What you are asked to do —
Everything from the line that contains "Where can the bus front" through the final line of the records should be written out exactly, and nothing outside that span.

Data for this exercise —
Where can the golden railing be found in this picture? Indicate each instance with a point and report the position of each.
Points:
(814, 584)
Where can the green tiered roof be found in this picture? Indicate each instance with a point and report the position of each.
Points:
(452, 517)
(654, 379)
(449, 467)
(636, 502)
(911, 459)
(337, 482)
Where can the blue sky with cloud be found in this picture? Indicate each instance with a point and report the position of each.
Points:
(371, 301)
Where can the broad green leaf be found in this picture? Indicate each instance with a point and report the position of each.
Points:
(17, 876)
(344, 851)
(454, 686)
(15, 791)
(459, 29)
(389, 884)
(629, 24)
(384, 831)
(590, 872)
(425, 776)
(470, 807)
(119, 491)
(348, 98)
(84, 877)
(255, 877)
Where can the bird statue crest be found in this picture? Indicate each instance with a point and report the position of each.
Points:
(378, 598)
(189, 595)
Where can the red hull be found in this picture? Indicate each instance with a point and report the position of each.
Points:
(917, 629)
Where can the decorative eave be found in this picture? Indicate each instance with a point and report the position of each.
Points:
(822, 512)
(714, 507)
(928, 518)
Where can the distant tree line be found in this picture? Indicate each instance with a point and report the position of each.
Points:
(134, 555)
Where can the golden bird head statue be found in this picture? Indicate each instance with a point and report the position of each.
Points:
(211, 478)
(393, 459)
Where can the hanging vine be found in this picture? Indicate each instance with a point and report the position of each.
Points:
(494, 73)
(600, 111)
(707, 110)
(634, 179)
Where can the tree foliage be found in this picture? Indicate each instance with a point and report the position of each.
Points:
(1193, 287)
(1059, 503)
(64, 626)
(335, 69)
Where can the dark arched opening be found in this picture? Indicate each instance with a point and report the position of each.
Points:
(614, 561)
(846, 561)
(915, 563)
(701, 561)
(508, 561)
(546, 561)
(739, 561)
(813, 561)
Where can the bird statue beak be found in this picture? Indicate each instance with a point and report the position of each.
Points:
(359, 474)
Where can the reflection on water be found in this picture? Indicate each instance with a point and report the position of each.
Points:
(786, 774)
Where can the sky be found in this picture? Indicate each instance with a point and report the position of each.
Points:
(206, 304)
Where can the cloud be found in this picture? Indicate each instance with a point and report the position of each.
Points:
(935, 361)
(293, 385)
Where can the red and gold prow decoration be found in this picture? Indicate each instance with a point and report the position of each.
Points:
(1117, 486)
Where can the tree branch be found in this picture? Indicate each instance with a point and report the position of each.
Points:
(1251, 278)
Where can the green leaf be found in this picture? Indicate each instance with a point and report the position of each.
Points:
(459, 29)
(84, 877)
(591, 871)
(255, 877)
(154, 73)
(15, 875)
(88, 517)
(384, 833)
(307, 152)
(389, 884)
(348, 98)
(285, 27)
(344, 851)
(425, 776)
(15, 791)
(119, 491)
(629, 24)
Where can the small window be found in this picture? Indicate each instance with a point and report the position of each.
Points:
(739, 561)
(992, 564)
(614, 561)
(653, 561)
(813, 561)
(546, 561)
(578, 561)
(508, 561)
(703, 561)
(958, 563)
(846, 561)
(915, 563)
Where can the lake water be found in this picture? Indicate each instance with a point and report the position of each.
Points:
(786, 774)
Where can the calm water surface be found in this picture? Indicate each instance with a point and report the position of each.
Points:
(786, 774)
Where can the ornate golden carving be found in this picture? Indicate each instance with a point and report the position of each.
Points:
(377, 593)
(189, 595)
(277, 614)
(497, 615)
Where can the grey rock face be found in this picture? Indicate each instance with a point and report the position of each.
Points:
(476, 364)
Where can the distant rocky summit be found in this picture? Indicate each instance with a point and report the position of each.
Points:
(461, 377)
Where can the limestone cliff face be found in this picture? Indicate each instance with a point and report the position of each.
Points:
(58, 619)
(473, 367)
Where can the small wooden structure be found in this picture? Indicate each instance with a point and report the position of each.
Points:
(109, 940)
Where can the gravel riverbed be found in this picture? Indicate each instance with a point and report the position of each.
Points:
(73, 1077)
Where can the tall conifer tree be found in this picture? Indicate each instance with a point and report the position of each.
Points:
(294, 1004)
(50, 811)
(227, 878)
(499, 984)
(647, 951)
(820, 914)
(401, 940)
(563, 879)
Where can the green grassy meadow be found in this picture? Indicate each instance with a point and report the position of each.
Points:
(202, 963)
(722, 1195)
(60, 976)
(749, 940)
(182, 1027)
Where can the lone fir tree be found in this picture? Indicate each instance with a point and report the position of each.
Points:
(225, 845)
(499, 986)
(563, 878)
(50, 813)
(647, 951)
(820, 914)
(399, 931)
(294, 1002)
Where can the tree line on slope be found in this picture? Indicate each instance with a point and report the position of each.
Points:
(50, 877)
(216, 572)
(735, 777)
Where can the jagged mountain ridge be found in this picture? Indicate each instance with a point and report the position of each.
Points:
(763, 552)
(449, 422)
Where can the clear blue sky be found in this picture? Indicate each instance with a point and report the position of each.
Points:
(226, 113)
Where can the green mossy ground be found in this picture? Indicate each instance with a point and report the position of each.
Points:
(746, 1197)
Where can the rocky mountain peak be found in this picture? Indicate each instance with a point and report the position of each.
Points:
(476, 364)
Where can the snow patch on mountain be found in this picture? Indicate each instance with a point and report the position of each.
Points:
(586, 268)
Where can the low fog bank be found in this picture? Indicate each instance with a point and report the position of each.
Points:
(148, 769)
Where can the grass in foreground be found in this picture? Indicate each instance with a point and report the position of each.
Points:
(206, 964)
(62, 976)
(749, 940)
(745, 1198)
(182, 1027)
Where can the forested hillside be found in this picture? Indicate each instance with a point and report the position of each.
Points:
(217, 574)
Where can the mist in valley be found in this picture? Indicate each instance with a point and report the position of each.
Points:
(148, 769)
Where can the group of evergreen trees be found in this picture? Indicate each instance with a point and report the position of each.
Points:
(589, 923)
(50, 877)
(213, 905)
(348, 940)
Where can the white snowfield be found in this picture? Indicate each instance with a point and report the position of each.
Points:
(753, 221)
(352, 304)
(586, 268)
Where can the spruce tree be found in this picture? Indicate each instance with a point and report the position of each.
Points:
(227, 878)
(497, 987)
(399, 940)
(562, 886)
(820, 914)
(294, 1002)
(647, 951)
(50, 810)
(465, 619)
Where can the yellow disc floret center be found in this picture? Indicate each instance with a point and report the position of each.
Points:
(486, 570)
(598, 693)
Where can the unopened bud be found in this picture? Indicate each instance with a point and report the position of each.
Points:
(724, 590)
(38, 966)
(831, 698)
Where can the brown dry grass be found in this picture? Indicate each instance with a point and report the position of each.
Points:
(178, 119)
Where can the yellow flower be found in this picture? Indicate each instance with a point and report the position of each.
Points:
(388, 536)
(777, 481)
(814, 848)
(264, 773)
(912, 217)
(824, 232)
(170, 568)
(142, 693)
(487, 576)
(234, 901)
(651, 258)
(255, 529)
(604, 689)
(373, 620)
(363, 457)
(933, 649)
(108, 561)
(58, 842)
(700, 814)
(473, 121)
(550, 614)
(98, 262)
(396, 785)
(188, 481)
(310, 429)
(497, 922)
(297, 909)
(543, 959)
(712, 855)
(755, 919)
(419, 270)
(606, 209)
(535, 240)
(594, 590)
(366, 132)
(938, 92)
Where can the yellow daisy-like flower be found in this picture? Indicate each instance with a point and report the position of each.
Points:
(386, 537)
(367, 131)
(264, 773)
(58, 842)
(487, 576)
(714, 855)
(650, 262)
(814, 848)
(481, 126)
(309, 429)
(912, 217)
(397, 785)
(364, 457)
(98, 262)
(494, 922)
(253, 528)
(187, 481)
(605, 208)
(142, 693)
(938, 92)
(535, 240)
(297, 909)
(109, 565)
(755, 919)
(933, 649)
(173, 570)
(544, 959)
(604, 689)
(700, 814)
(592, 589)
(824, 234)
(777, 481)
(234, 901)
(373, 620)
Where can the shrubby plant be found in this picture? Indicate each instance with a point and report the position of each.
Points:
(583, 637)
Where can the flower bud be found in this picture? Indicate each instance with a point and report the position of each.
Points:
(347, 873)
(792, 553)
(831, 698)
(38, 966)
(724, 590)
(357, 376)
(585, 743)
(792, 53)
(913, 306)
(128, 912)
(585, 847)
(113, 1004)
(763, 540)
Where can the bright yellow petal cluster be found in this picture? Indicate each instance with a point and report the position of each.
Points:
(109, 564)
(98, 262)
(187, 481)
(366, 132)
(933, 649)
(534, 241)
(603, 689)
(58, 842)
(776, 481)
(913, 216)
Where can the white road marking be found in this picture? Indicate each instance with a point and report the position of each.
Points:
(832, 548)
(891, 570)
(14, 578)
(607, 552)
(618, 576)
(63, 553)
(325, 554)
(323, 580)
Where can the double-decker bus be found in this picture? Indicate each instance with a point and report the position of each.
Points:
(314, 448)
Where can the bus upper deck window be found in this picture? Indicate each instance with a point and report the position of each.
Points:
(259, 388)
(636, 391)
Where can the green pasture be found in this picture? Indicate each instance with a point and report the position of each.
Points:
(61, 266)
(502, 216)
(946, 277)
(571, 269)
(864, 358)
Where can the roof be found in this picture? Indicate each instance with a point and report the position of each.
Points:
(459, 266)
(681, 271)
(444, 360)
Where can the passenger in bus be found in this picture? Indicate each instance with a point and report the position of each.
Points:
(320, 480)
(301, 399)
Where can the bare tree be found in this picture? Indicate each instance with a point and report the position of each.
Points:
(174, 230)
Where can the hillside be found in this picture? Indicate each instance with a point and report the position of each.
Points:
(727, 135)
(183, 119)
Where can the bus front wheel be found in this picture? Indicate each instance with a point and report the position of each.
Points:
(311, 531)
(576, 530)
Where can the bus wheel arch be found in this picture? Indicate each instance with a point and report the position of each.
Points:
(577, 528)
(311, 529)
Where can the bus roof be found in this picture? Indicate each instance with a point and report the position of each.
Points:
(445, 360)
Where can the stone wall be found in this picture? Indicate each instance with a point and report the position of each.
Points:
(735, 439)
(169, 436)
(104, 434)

Response to this task —
Where can the bus front wheel be found in this picture? Indicate each instance with a point and report the position of each.
Points:
(311, 531)
(576, 530)
Where can the bus wheel arch be found in this picture? Indicate each instance with a point and report the position of each.
Points:
(577, 528)
(311, 529)
Where can the bus roof be found in this picture? Indicate each instance with a point and report the position of each.
Points:
(445, 360)
Where can the stone wall be found in this picture? Indicate each instance with a point and report the position of each.
Points:
(735, 439)
(169, 436)
(104, 434)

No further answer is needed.